[Image region labeling entries]
========================

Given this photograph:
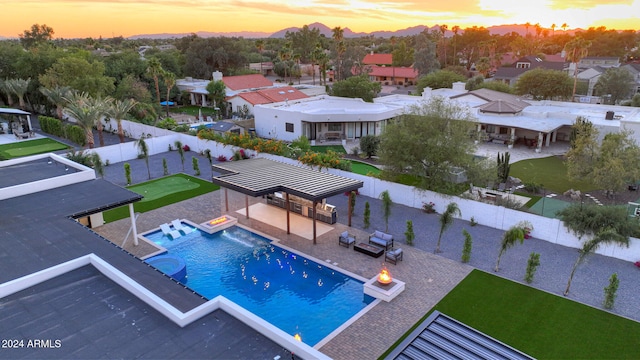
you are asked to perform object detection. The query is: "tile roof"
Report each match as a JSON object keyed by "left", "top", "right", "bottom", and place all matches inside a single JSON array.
[
  {"left": 362, "top": 54, "right": 393, "bottom": 65},
  {"left": 222, "top": 74, "right": 273, "bottom": 91}
]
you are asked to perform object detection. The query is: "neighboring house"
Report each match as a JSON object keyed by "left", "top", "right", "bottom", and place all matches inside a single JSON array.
[
  {"left": 362, "top": 51, "right": 393, "bottom": 66},
  {"left": 621, "top": 63, "right": 640, "bottom": 94},
  {"left": 577, "top": 66, "right": 607, "bottom": 96},
  {"left": 227, "top": 86, "right": 309, "bottom": 117},
  {"left": 493, "top": 56, "right": 566, "bottom": 86},
  {"left": 367, "top": 65, "right": 419, "bottom": 85}
]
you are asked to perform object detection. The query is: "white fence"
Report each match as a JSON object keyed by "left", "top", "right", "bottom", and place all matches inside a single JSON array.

========================

• _TASK BRIEF_
Find each line in the records above that contains the word "perform". Copy every such line in full.

• _SOLUTION BELOW_
you are asked to perform object detection. The query is: "tile roof"
you are asked to perform object detection. The query is: "neighboring house"
you are asked to perform object detection. The query is: "white fence"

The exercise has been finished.